Only one stretch of the data below is needed: the line with "Where can the gray" through the last line. Output it exactly and drop the pictures.

Records provided below:

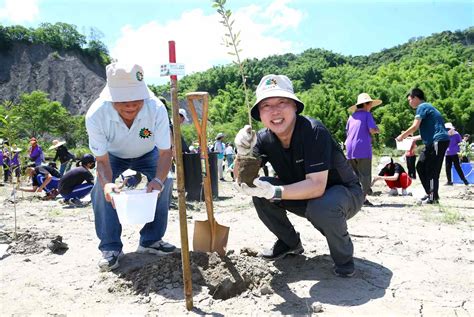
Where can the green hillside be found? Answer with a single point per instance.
(328, 83)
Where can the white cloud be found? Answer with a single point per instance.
(198, 38)
(18, 11)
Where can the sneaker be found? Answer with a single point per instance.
(368, 203)
(393, 192)
(159, 247)
(429, 201)
(280, 249)
(345, 270)
(109, 261)
(75, 202)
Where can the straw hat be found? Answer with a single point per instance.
(56, 144)
(275, 86)
(363, 98)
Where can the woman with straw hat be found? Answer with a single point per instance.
(65, 157)
(359, 130)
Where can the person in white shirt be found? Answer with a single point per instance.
(128, 128)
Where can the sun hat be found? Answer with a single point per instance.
(56, 144)
(183, 113)
(363, 98)
(275, 86)
(384, 160)
(125, 83)
(449, 125)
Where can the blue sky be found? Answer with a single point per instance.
(139, 30)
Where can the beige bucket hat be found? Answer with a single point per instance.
(275, 86)
(125, 82)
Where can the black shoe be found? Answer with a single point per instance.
(280, 249)
(368, 203)
(345, 270)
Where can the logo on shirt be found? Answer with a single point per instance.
(145, 133)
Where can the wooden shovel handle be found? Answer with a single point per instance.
(201, 129)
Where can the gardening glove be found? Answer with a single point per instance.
(263, 189)
(245, 140)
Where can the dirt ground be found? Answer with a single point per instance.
(411, 261)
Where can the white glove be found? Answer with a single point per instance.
(245, 140)
(263, 190)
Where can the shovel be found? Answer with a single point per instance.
(209, 236)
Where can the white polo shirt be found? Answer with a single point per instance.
(109, 134)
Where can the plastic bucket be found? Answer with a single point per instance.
(135, 206)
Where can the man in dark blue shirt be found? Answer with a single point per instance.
(314, 181)
(436, 140)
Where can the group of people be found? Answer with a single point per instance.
(128, 128)
(73, 185)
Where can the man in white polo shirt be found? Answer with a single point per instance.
(128, 128)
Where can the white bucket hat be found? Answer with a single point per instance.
(449, 125)
(275, 86)
(183, 113)
(125, 83)
(384, 160)
(363, 98)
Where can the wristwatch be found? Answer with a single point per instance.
(156, 179)
(278, 193)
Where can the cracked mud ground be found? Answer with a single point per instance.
(411, 261)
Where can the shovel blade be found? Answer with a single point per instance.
(203, 236)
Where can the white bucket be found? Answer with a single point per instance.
(404, 145)
(135, 206)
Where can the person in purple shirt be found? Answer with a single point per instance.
(452, 154)
(35, 152)
(14, 164)
(359, 129)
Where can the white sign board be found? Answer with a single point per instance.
(172, 69)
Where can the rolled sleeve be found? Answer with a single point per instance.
(97, 138)
(162, 129)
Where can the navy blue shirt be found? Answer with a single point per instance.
(312, 149)
(432, 124)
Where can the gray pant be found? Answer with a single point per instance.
(327, 213)
(363, 170)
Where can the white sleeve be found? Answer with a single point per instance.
(162, 129)
(97, 138)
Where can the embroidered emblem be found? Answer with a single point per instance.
(271, 81)
(145, 133)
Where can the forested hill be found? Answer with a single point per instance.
(328, 83)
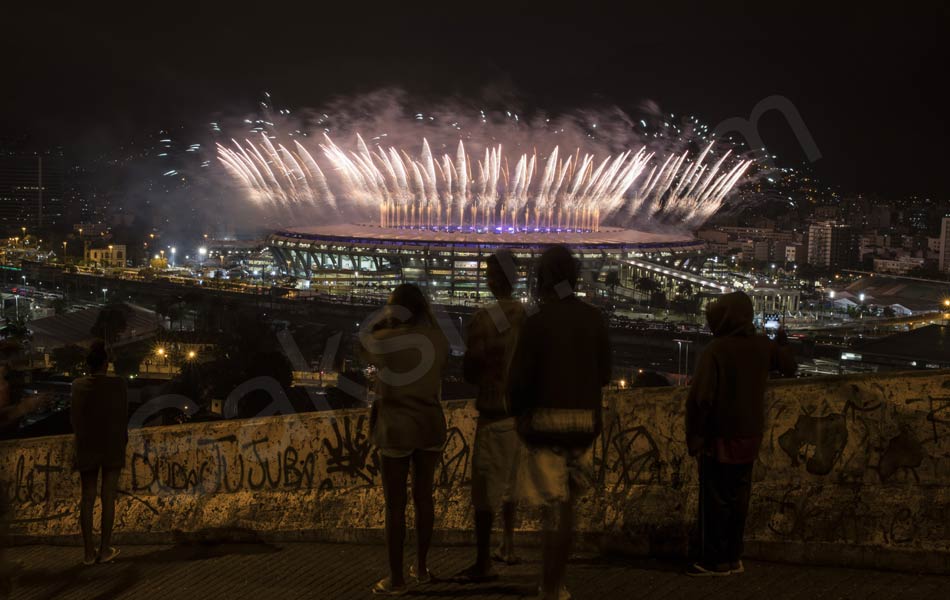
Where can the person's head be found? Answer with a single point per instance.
(557, 273)
(97, 359)
(500, 273)
(731, 314)
(411, 298)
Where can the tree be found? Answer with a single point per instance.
(59, 306)
(129, 360)
(68, 360)
(648, 286)
(111, 322)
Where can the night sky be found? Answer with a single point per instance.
(869, 85)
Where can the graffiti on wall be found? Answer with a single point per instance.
(864, 461)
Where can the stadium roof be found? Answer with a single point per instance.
(607, 236)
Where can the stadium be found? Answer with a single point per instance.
(382, 216)
(368, 260)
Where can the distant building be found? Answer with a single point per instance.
(832, 245)
(899, 266)
(776, 301)
(111, 256)
(31, 192)
(944, 252)
(792, 252)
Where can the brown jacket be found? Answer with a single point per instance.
(727, 395)
(560, 364)
(492, 336)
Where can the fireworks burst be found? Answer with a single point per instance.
(492, 192)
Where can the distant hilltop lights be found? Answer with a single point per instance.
(494, 192)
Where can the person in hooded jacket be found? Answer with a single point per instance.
(725, 421)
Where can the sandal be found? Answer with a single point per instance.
(510, 560)
(108, 558)
(385, 587)
(425, 578)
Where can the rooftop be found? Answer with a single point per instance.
(607, 236)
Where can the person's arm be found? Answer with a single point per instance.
(76, 408)
(522, 374)
(700, 402)
(782, 357)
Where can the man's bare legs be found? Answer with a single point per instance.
(506, 550)
(87, 505)
(558, 534)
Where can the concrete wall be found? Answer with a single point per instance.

End of Records provided.

### Problem solution
Where can the gray pant be found? Answer with a single point per instance.
(327, 213)
(363, 170)
Where can the white sleeve be found? Answer with a single point per instance.
(162, 129)
(97, 138)
Where can the embroidered emblem be found? Answer with a single point per instance.
(271, 81)
(145, 133)
Where can the forested hill be found? Answer with a single point per instance.
(328, 83)
Where can the person's head be found? Answer with a single point per instance.
(557, 273)
(97, 359)
(500, 273)
(731, 314)
(411, 298)
Where can the tree be found? Answer with a single point per instance.
(59, 306)
(129, 360)
(68, 360)
(648, 286)
(111, 322)
Where can the night sky be found? Answer with a single point per instance.
(869, 85)
Where can the graffiti on wall be found? Answer with a single point per instance.
(864, 461)
Where can the stadium roof be found? Answer with a single point per instance.
(607, 236)
Where can the stadium be found? Answer with a single point per instance.
(382, 216)
(368, 260)
Where can the distant building be found? Answer with a single point per instance.
(832, 245)
(899, 266)
(776, 301)
(111, 256)
(31, 192)
(944, 252)
(792, 252)
Where can the brown jacket be found? Answer with a single point per instance.
(727, 395)
(560, 364)
(492, 336)
Where can the fireworks burst be found? Answer with a single point per instance.
(492, 192)
Where can the distant hilltop lights be found? Answer with a single point per instance.
(494, 192)
Where can the person in hooded jacket be found? Answer with a single point per instance.
(725, 421)
Where can the sandal be found? Answer with a single point per instance.
(510, 560)
(108, 558)
(385, 587)
(425, 578)
Where can the rooftop be found? Answer with a single point per instance.
(607, 236)
Where can the person's arm be found? Answer with a single point per instance.
(76, 408)
(522, 374)
(700, 402)
(782, 357)
Where can the man's bare legs be found? Answer with a single point per instance.
(506, 550)
(87, 505)
(558, 534)
Where can the concrete wall be found? Answer with a single point per instance.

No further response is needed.